- Work task -
Copy every one of the following items line for line, with no changes.

- Dataset entries -
────────────────────

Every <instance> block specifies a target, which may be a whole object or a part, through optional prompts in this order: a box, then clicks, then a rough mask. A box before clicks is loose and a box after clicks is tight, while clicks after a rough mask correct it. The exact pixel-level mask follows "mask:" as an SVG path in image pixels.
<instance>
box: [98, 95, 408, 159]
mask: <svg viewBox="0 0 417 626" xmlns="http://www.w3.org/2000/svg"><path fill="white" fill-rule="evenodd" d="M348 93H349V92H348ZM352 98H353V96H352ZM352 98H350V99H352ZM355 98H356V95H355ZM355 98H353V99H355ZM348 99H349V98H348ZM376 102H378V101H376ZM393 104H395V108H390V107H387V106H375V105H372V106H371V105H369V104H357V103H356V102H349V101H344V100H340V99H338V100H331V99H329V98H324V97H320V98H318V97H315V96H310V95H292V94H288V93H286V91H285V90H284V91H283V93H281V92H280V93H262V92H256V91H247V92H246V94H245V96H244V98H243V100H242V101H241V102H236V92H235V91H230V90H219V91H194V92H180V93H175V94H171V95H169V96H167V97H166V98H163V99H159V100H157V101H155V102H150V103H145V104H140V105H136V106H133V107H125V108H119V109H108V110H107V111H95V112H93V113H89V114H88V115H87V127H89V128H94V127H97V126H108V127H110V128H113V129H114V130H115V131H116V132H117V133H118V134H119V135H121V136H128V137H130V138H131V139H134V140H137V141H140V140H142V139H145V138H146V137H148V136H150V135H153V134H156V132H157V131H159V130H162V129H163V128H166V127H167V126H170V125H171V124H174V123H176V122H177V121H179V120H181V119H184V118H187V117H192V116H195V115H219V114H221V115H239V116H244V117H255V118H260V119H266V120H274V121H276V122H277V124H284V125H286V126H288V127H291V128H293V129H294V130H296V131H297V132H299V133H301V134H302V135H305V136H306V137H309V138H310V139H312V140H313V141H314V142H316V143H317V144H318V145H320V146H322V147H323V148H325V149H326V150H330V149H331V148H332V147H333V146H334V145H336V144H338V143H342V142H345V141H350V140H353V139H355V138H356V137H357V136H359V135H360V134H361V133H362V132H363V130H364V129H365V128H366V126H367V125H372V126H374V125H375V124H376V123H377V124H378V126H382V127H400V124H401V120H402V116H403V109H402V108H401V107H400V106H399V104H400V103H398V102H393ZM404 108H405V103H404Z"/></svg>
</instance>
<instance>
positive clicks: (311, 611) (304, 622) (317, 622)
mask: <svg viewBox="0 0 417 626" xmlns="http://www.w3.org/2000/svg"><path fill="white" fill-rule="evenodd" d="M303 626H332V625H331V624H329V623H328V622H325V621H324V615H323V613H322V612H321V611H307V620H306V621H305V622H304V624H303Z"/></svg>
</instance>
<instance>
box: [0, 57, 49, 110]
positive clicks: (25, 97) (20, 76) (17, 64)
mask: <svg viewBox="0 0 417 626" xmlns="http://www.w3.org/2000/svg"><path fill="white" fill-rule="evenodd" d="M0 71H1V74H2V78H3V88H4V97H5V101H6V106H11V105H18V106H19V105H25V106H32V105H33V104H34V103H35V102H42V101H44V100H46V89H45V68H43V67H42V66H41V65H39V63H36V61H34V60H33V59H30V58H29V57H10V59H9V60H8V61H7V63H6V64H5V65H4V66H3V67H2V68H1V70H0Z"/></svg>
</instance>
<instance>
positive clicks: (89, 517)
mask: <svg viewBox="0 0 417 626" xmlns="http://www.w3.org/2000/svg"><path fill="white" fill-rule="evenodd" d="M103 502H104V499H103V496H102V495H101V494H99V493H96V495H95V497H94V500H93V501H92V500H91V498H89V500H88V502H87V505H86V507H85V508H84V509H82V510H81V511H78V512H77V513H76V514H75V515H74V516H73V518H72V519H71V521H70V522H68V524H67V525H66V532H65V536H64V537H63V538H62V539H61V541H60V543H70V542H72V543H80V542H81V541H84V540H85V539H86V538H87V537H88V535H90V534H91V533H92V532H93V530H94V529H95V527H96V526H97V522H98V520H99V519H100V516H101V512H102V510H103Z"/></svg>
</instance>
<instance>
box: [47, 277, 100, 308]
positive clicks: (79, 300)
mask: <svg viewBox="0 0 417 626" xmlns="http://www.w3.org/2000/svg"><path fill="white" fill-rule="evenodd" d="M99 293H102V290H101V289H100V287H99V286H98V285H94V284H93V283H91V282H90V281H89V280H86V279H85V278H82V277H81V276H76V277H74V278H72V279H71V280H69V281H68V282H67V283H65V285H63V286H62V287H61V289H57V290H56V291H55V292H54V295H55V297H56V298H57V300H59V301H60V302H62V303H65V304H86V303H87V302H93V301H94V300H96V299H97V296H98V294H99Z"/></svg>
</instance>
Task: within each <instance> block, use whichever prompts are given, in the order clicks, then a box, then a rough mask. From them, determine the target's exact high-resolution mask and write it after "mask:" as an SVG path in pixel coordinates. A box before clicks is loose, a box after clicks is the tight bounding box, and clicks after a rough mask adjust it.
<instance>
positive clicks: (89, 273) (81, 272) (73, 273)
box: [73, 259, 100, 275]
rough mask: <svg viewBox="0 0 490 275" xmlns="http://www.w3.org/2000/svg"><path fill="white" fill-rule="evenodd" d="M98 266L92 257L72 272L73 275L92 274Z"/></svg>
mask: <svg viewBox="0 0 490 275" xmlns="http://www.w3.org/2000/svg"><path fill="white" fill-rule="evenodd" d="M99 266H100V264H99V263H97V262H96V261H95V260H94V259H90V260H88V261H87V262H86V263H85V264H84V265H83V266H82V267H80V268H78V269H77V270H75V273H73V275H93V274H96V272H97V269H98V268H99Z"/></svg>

────────────────────

- Finished task -
Every <instance> block specifies a target, which may be a whole object or a part, through optional prompts in this order: a box, then clicks, then a rough mask. A box before clicks is loose and a box after clicks is tight, while clicks after a rough mask correct it. The exact pixel-level mask follows "mask:" as an SVG path in image pixels.
<instance>
box: [98, 95, 408, 159]
mask: <svg viewBox="0 0 417 626" xmlns="http://www.w3.org/2000/svg"><path fill="white" fill-rule="evenodd" d="M348 93H349V92H348ZM352 98H353V96H352ZM352 98H350V99H352ZM355 98H356V95H355ZM355 98H353V99H355ZM348 99H349V98H348ZM376 102H378V101H376ZM393 104H395V108H390V107H387V106H375V105H372V106H371V105H369V104H357V103H356V102H349V101H344V100H340V99H338V100H331V99H329V98H324V97H320V98H318V97H315V96H310V95H292V94H288V93H286V91H285V90H284V91H283V93H281V92H280V93H262V92H256V91H247V92H246V94H245V96H244V98H243V100H242V101H241V102H236V92H235V91H230V90H219V91H194V92H180V93H175V94H171V95H169V96H167V97H166V98H163V99H159V100H157V101H155V102H150V103H145V104H140V105H136V106H133V107H125V108H119V109H108V110H107V111H95V112H93V113H89V114H88V115H87V127H89V128H94V127H97V126H108V127H110V128H113V129H114V130H115V131H116V132H117V133H118V134H119V135H121V136H128V137H130V138H131V139H134V140H137V141H140V140H142V139H145V138H146V137H148V136H150V135H153V134H156V132H157V131H159V130H162V129H163V128H166V127H167V126H170V125H171V124H174V123H176V122H177V121H179V120H181V119H184V118H187V117H192V116H195V115H219V114H221V115H239V116H244V117H255V118H260V119H266V120H274V121H276V122H277V124H284V125H286V126H288V127H291V128H293V129H294V130H296V131H297V132H299V133H301V134H302V135H305V136H306V137H309V138H310V139H312V140H313V141H314V142H316V143H317V144H318V145H320V146H322V147H323V148H325V149H326V150H330V149H331V148H332V147H333V146H334V145H336V144H338V143H342V142H345V141H350V140H353V139H355V138H356V137H357V136H359V135H360V134H361V133H362V132H363V130H364V129H365V128H366V126H367V125H372V126H374V125H375V124H376V123H377V124H378V126H382V127H400V124H401V120H402V116H403V109H402V108H401V107H400V106H399V104H400V103H398V102H393ZM404 108H405V103H404Z"/></svg>
</instance>
<instance>
positive clicks: (311, 611) (304, 622) (317, 622)
mask: <svg viewBox="0 0 417 626" xmlns="http://www.w3.org/2000/svg"><path fill="white" fill-rule="evenodd" d="M303 626H332V625H331V624H329V623H328V622H325V621H324V615H323V613H322V612H321V611H307V620H306V621H305V622H304V624H303Z"/></svg>
</instance>
<instance>
box: [0, 57, 49, 110]
positive clicks: (25, 97) (20, 76) (17, 64)
mask: <svg viewBox="0 0 417 626" xmlns="http://www.w3.org/2000/svg"><path fill="white" fill-rule="evenodd" d="M0 71H1V74H2V78H3V88H4V97H5V101H6V106H11V105H18V106H19V105H25V106H32V105H33V104H34V103H35V102H42V101H44V100H46V89H45V68H43V67H42V66H41V65H39V63H36V61H34V60H33V59H30V58H29V57H10V59H9V60H8V61H7V63H6V64H5V65H4V66H3V67H2V68H1V70H0Z"/></svg>
</instance>
<instance>
positive clicks: (89, 517)
mask: <svg viewBox="0 0 417 626" xmlns="http://www.w3.org/2000/svg"><path fill="white" fill-rule="evenodd" d="M103 502H104V499H103V496H102V495H101V494H99V493H96V495H95V497H94V500H93V501H92V500H91V498H89V500H88V502H87V505H86V507H85V508H84V509H82V510H81V511H78V512H77V513H76V514H75V515H74V516H73V518H72V519H71V521H70V522H68V524H67V525H66V532H65V536H64V537H63V538H62V539H61V541H60V543H70V542H72V543H80V542H81V541H84V540H85V539H86V538H87V537H88V535H90V534H91V533H92V532H93V530H94V529H95V527H96V526H97V522H98V520H99V519H100V516H101V512H102V510H103Z"/></svg>
</instance>
<instance>
box: [47, 277, 100, 308]
positive clicks: (79, 300)
mask: <svg viewBox="0 0 417 626" xmlns="http://www.w3.org/2000/svg"><path fill="white" fill-rule="evenodd" d="M99 293H102V290H101V289H100V287H99V286H98V285H94V284H93V283H91V282H90V281H89V280H86V279H85V278H82V277H81V276H76V277H74V278H72V279H71V280H69V281H68V282H67V283H65V285H63V286H62V287H61V289H57V290H56V291H55V292H54V295H55V297H56V298H57V300H59V301H60V302H62V303H65V304H86V303H87V302H93V301H94V300H96V299H97V296H98V294H99Z"/></svg>
</instance>
Task: within each <instance> block, use whichever prompts are given, in the order clicks, then a box, then a rough mask. From them, determine the target's exact high-resolution mask and write it after "mask:" as an SVG path in pixel coordinates. A box before clicks is loose, a box after clicks is the tight bounding box, and clicks after a rough mask adjust it.
<instance>
positive clicks: (89, 273) (81, 272) (73, 273)
box: [73, 259, 100, 275]
rough mask: <svg viewBox="0 0 490 275" xmlns="http://www.w3.org/2000/svg"><path fill="white" fill-rule="evenodd" d="M98 266L92 257L72 272L73 275L92 274Z"/></svg>
mask: <svg viewBox="0 0 490 275" xmlns="http://www.w3.org/2000/svg"><path fill="white" fill-rule="evenodd" d="M99 266H100V264H99V263H97V262H96V261H95V260H94V259H90V260H88V261H87V262H86V263H85V264H84V265H83V266H82V267H80V268H78V269H77V270H75V273H73V275H93V274H96V272H97V269H98V268H99Z"/></svg>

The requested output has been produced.